* START Data to use *

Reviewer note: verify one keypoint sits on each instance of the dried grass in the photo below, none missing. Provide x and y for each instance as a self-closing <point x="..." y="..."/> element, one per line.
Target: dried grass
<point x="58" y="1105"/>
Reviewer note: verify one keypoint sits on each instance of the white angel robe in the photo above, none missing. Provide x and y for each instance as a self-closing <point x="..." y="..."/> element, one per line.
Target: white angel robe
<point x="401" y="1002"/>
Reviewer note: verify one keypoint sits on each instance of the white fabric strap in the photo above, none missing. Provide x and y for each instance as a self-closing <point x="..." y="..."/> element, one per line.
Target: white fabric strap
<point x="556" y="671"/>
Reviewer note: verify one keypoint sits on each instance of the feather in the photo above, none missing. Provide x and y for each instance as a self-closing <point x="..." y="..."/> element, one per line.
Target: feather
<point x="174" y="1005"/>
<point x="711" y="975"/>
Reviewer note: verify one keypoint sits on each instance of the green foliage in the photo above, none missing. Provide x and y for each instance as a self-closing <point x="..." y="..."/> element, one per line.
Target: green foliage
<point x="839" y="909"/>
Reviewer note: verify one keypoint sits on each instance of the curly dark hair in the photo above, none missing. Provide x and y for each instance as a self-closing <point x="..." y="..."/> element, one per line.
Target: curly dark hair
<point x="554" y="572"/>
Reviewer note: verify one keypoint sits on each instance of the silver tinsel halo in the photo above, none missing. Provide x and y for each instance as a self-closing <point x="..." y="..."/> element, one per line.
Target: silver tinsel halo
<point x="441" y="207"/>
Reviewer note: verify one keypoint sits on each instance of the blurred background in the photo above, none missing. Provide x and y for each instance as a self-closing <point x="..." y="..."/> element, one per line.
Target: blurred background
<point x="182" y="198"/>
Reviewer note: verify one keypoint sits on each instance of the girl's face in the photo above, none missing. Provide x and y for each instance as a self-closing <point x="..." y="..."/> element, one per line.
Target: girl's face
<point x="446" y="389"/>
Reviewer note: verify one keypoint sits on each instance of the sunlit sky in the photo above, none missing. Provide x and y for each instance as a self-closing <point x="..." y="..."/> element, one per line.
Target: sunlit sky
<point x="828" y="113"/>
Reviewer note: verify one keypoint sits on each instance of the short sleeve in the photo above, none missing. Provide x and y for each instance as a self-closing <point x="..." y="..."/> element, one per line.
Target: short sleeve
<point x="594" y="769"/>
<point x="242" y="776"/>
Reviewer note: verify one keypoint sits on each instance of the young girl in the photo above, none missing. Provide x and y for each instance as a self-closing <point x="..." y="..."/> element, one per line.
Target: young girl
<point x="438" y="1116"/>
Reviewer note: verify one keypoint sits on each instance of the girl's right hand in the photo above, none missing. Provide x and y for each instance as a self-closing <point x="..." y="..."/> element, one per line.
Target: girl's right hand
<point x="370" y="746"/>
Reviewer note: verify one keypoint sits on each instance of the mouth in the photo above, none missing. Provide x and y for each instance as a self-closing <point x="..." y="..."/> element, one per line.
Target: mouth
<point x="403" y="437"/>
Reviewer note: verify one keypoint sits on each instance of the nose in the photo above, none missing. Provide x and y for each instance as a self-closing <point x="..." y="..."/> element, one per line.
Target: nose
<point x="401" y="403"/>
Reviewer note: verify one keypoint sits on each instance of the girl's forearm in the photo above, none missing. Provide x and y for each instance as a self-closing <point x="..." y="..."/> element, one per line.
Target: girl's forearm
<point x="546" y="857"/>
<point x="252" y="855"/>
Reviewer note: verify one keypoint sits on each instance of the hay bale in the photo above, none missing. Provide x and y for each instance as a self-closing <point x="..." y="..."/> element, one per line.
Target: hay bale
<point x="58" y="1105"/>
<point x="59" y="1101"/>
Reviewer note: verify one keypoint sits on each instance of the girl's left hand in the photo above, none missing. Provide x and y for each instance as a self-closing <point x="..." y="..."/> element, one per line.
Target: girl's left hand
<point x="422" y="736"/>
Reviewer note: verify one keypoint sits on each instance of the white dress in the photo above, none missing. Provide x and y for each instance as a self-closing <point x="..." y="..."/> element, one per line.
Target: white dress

* END Data to use *

Task details - Reproduce verbatim the lines of the records above, from the line containing "the girl's forearm" through the end of the records, inclusive.

Result for this exercise -
Reviewer note: verify one keypoint sits on each instance of the girl's forearm in the photo above, none missing. Provide x and y for each instance as a self-closing <point x="..." y="..."/> element, one per line.
Target: girl's forearm
<point x="546" y="857"/>
<point x="252" y="855"/>
Reviewer note: verify one keypoint sits on each instance of the hay bale in the photo above, none missing. Provide x and y for each instance as a self-closing <point x="..." y="..."/> element, one per line.
Target: hay bale
<point x="58" y="1105"/>
<point x="59" y="1101"/>
Reviewer note: verify one keypoint sits on each instance of the girl's left hand in the photo above, none missing. Provide x and y for each instance as a self-closing <point x="..." y="..."/> element, one per line.
Target: girl's left hand
<point x="422" y="736"/>
Reviewer note: verify one keypoint sits on each instance of the white dress in the photo above, none missing. Provide x and y for each instance as a self-closing <point x="..." y="..."/> element, one per line.
Target: white dress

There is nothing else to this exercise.